_Excerpted passage_
+ + + +

Graphic showing the complexities of change

The foundation of a great education system is great teachers, so how are school boards and leaders going to address these widespread shortages? Step one is to act in the immediate future to build a system that supports your educators, so you can retain the people that you have. The long term solutions to these challenges probably warrant a separate blog to explore the systemic challenges that must be addressed. As leaders we must innovate immediately to respond to the staffing challenges that we are experiencing; our systems are not going to snap back to the way they were operating before the pandemic. This staffing challenge is adaptive, there is not a single known or simple solution that reverses the trend. The adaptive nature of this challenge will force leaders to innovate in their approach to retaining and supporting staff. Below is a quick reminder of how leaders must address adaptative challenges, I have written about this a few times over the years. This is adapted from Ron Heifetz's adaptive leadership research.

+ + + +

_Task list_
1. Answer these questions from the passage on teacher shortages:
(a) What does the passage call the foundation of a great education system?
(b) What does the passage say probably warrants a separate blog?
(c) Whose research is the reminder on adaptive challenges adapted from?
2. Summarize the passage on teacher shortages in two sentences.
3. According to the passage on teacher shortages, why will leaders have to innovate in their approach to retaining and supporting staff? Answer in one or two sentences.

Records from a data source
+ + + +

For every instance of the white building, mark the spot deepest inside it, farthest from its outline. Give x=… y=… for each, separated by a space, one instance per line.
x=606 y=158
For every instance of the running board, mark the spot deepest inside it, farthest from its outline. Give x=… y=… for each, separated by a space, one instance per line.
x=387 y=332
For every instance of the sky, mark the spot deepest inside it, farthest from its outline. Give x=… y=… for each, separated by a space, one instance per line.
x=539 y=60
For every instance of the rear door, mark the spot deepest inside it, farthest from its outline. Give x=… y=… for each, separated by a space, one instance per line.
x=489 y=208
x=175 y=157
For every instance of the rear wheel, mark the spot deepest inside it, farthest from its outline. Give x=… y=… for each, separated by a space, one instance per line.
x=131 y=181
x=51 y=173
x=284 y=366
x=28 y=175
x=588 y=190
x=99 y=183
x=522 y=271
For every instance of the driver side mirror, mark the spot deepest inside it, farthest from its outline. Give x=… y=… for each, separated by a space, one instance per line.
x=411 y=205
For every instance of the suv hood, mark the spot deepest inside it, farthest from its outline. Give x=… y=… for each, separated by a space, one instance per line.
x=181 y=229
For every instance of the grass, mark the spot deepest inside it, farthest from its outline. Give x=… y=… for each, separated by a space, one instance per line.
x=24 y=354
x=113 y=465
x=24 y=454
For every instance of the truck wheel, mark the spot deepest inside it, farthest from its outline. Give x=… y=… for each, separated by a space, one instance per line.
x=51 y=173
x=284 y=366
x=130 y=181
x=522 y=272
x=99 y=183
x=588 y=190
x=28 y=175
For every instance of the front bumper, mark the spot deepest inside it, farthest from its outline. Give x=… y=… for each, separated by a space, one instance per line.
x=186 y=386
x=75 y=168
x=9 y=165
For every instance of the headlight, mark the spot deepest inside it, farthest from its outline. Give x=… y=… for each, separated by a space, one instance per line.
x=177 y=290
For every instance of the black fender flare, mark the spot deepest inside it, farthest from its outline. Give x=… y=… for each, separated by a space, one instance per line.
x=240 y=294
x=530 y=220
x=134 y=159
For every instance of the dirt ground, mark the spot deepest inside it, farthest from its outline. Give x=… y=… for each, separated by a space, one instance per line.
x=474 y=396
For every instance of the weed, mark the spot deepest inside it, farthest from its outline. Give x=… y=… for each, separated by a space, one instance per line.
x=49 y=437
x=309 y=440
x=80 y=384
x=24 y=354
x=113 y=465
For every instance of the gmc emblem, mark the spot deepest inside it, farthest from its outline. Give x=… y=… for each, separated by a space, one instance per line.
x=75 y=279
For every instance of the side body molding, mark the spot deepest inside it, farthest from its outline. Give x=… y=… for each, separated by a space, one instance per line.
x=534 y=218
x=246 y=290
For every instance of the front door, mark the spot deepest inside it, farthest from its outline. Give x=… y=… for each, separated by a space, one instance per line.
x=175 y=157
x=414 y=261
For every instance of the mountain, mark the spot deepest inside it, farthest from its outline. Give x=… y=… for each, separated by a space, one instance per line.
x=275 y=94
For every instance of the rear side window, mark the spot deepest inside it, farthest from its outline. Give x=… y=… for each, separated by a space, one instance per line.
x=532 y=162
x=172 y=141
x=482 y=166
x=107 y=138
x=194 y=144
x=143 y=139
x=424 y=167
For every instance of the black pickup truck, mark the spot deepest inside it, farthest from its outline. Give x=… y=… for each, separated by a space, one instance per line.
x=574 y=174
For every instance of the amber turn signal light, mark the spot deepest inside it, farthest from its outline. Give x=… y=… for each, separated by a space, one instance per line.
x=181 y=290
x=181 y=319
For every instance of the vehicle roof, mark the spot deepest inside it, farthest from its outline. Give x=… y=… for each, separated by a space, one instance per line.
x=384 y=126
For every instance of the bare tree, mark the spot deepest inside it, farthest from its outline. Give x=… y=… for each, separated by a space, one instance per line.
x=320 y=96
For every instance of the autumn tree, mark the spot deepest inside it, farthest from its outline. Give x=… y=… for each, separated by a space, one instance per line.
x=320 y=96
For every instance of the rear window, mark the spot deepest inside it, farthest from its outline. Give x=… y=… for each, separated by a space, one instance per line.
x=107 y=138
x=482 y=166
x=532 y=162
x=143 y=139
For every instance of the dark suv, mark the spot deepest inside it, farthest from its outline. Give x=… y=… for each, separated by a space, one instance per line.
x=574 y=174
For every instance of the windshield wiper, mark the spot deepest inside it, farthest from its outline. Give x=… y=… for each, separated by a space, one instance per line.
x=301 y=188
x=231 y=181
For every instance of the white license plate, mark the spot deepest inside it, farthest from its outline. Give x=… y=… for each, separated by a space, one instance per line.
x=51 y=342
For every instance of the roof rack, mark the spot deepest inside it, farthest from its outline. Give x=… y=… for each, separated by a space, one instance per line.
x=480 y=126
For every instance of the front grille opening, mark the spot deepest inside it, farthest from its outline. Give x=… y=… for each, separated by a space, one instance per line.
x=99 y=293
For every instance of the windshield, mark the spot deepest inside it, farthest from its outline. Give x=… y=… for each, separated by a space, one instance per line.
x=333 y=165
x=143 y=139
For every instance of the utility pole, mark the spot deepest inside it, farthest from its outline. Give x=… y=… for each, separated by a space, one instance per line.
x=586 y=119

+ + + +

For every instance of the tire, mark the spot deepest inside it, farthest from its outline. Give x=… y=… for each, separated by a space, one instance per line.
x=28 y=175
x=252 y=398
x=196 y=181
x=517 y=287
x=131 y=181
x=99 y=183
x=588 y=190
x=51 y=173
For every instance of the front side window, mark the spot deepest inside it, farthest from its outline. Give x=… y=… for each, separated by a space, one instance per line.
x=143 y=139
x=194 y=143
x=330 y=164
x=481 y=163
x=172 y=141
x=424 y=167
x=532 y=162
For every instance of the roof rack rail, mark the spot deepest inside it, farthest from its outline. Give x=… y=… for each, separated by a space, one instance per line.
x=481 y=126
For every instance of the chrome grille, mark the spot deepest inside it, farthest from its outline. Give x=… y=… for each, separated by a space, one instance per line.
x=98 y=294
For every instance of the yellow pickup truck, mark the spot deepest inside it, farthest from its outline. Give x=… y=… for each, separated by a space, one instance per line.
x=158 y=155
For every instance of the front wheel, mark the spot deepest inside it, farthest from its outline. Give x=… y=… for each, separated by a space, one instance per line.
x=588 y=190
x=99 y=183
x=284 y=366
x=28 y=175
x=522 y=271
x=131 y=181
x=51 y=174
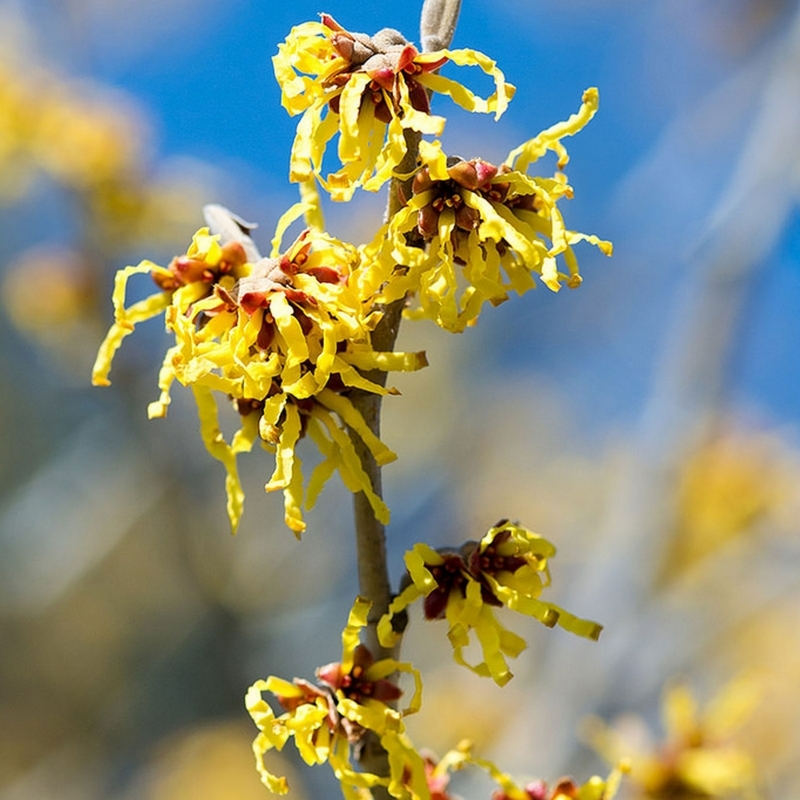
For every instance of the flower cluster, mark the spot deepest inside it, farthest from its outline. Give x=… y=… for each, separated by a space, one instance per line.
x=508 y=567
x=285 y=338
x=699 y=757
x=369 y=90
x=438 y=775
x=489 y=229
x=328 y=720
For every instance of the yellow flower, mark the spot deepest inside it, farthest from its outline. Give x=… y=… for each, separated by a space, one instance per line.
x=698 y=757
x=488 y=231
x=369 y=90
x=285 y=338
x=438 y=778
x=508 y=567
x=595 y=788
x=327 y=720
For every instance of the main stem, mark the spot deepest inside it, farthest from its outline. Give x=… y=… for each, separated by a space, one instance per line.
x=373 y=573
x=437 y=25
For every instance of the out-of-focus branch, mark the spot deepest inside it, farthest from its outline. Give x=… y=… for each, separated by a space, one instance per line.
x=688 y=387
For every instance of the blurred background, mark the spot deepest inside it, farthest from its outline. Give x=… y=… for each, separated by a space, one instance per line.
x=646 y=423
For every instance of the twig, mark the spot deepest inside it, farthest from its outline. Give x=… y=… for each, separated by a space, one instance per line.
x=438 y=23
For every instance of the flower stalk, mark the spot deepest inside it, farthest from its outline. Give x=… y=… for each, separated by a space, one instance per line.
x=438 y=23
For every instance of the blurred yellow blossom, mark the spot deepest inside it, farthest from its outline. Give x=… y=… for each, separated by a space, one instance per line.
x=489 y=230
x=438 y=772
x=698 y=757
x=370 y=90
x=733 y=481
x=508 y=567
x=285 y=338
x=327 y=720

+ + + +

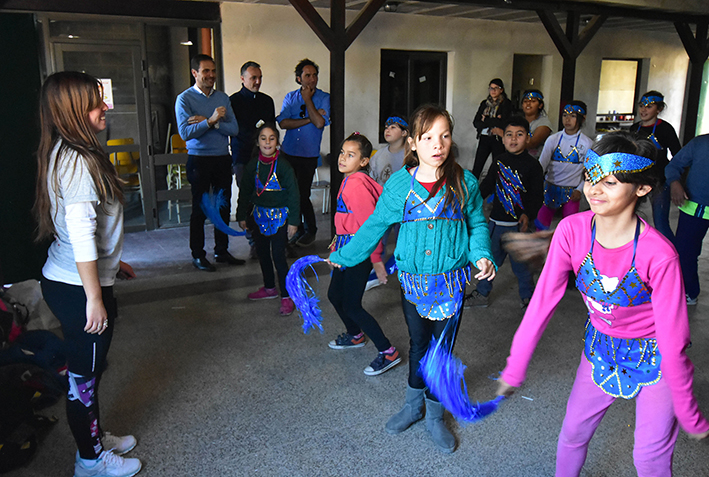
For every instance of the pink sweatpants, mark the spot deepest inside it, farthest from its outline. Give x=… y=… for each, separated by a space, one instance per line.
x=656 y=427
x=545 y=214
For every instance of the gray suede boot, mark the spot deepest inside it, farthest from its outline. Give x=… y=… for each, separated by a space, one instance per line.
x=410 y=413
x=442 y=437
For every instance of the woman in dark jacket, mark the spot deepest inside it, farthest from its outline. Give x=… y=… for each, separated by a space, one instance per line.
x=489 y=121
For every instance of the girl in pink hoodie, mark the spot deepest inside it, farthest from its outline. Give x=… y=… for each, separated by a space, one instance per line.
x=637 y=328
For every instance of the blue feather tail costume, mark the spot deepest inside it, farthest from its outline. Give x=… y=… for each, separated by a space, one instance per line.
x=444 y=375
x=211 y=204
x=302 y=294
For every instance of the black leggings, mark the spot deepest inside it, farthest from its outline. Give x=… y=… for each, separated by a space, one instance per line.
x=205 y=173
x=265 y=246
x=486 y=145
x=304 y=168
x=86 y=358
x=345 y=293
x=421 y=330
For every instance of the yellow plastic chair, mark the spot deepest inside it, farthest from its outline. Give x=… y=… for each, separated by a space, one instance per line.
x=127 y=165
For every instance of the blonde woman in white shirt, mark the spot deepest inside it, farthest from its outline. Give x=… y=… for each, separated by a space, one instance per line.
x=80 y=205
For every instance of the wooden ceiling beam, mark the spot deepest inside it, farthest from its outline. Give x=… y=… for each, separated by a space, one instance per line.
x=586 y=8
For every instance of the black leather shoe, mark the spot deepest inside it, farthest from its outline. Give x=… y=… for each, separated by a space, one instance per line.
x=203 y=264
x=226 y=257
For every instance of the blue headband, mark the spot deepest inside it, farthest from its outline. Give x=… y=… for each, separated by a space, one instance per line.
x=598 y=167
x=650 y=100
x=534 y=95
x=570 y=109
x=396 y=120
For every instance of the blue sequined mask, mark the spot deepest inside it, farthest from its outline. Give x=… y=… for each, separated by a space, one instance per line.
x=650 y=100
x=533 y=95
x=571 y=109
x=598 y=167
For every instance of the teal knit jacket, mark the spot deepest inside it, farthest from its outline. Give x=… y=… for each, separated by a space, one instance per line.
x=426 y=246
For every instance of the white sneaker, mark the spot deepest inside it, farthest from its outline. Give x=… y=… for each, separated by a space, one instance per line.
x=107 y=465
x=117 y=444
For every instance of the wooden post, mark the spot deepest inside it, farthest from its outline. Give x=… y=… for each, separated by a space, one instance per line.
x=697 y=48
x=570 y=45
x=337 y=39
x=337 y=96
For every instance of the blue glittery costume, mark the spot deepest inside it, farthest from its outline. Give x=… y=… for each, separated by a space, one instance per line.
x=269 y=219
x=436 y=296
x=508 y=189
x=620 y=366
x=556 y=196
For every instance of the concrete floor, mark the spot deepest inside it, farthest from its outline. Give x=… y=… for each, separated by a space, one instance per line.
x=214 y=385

+ + + +

_Task results_
1.
(a) Great teachers.
(b) The long term solutions to these challenges.
(c) Ron Heifetz's adaptive leadership research.

2. Because great teachers are the foundation of a great education system, school boards and leaders must act right away to build a system that supports educators and retains the people they have. The staffing challenge is adaptive, with no single known or simple solution, and systems will not return to their pre-pandemic way of operating, so leaders must innovate in how they retain and support staff.

3. The staffing challenge is adaptive: there is no single known or simple solution that reverses the trend. Systems are also not going to snap back to the way they operated before the pandemic.